* Directions for this task: Please copy out the entries until you have copied the line that contains "water out of the image above", beginning with the first line.

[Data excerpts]

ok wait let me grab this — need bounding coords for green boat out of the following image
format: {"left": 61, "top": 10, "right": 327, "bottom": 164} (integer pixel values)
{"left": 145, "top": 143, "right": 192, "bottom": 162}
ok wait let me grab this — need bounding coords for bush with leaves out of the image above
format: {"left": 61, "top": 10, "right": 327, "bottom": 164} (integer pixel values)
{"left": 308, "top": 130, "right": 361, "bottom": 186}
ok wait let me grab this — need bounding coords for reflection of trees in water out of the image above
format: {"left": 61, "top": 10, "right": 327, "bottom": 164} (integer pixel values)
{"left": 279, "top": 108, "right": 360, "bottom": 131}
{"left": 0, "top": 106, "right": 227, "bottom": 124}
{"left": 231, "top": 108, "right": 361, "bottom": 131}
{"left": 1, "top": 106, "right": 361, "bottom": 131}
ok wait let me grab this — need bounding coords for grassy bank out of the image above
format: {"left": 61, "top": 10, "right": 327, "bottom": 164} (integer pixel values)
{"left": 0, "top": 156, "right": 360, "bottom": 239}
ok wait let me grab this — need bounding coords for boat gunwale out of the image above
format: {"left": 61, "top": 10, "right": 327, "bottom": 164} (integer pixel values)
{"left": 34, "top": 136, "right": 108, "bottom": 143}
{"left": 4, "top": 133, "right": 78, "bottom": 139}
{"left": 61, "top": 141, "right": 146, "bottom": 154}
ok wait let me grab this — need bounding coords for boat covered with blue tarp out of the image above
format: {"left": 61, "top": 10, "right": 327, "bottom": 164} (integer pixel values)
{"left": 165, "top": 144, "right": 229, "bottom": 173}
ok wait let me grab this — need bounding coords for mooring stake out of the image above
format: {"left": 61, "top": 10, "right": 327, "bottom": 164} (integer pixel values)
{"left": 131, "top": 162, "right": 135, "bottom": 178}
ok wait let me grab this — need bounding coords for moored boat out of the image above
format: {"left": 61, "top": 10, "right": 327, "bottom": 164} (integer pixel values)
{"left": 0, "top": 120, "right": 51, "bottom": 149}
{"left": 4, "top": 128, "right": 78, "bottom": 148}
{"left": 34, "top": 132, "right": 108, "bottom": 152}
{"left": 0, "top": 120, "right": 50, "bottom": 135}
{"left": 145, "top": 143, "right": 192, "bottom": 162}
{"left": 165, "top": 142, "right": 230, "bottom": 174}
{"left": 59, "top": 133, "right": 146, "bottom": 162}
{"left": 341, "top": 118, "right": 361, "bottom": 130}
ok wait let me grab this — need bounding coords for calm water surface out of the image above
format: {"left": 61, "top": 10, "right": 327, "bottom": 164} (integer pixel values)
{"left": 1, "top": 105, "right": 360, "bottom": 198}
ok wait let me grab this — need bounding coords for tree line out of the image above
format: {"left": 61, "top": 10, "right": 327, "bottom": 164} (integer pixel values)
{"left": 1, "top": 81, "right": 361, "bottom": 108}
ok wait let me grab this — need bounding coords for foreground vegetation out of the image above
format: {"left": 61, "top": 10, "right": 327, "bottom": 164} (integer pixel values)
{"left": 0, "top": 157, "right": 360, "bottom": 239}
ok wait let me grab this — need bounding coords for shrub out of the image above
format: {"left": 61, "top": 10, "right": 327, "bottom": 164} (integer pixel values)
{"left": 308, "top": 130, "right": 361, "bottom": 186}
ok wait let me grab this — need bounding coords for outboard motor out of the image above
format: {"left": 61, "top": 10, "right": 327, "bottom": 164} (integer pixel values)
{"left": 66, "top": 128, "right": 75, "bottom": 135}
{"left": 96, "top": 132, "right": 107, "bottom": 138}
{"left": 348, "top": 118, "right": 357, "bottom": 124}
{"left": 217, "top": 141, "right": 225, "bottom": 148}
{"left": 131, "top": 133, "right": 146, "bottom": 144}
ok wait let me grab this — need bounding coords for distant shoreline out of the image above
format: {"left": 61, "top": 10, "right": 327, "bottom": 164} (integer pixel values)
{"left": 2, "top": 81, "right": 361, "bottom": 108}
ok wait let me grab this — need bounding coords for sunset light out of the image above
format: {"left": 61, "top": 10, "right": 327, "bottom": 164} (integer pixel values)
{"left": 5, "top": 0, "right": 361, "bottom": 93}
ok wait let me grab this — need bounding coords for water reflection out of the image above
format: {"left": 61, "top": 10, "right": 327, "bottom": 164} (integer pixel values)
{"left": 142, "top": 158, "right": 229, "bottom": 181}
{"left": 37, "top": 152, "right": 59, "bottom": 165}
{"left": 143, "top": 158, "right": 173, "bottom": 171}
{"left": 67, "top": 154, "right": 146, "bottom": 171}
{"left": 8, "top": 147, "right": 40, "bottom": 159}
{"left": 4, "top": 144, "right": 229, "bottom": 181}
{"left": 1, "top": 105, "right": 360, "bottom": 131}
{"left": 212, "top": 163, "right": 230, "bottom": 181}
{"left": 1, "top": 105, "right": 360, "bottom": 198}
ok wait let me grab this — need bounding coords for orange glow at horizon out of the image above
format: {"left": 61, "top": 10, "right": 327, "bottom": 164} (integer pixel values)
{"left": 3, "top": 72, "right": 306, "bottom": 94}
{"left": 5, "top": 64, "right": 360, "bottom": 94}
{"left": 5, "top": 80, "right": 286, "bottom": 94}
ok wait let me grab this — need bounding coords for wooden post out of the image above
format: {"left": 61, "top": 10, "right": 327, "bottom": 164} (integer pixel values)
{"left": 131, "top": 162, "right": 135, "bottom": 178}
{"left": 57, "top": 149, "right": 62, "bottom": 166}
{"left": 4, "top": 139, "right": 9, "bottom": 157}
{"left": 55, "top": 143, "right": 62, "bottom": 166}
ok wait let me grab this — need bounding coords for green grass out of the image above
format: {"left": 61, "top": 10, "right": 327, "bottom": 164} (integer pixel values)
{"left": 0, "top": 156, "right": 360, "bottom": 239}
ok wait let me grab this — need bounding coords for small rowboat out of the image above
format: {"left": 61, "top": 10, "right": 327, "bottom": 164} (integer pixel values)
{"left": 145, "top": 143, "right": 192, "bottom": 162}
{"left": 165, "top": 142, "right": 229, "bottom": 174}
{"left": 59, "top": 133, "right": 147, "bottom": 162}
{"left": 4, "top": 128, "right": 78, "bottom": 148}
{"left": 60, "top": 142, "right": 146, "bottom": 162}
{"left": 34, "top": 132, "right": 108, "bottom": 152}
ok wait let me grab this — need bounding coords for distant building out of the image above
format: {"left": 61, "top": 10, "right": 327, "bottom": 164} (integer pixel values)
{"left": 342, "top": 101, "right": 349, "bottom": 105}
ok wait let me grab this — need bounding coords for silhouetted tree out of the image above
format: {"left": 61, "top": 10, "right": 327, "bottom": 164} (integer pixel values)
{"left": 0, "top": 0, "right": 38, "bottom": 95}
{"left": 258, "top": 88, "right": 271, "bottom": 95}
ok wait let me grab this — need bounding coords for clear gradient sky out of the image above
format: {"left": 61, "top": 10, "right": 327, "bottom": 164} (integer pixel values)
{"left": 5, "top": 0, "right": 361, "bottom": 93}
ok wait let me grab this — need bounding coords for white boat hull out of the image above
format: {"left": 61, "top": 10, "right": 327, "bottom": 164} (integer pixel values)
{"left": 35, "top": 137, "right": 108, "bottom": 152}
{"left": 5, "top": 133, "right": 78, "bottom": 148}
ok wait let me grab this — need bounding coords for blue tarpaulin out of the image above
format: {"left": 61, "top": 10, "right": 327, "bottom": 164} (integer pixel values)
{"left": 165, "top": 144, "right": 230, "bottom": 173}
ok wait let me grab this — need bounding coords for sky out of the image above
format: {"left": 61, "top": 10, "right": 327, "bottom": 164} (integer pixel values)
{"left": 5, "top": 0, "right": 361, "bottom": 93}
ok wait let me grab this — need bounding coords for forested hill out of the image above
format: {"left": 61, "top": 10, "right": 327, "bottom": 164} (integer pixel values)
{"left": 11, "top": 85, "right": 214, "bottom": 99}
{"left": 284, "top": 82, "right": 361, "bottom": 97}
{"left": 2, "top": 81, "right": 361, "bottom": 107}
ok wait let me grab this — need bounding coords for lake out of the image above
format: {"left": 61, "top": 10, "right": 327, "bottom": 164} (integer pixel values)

* Response to the task:
ok wait let me grab this — need bounding coords for green boat out of the following image
format: {"left": 61, "top": 10, "right": 327, "bottom": 164} (integer pixel values)
{"left": 145, "top": 143, "right": 192, "bottom": 162}
ok wait let me grab this — need bounding coords for bush with leaves out of the image above
format: {"left": 61, "top": 10, "right": 327, "bottom": 164} (integer pixel values)
{"left": 308, "top": 130, "right": 361, "bottom": 186}
ok wait let me grab this — need bounding coords for reflection of trees in water out of the image above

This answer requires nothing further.